'''

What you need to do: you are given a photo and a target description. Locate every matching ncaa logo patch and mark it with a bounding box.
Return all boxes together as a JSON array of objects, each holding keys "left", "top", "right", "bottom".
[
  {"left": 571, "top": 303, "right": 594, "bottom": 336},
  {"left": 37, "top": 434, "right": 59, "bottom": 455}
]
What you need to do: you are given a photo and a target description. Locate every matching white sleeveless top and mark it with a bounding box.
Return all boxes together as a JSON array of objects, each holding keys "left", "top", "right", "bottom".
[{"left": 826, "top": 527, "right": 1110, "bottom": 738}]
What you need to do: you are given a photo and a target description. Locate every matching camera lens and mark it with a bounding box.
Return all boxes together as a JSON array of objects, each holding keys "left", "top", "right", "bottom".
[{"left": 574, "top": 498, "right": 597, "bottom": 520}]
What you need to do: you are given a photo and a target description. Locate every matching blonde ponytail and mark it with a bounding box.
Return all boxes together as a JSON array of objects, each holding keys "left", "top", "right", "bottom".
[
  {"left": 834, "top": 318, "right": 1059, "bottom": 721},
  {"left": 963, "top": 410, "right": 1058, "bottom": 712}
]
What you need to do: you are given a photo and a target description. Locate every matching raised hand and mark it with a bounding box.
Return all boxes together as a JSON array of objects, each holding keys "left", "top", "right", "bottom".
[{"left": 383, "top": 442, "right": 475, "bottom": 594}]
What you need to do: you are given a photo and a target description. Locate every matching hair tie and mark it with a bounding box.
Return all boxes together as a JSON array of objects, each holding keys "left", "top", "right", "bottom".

'''

■ SET PROBLEM ■
Quote the rows word for word, starting with the line containing "tie and mark it with a bounding box." and continuing through the last line of the rows.

■ CORRECT ANSWER ■
What you need to do: you are given a photo and a target description. Locate every matching hair tie and mark it with a bounding box.
Return all boxes together as a JSON array of objects, each holding keys "left", "top", "right", "bottom".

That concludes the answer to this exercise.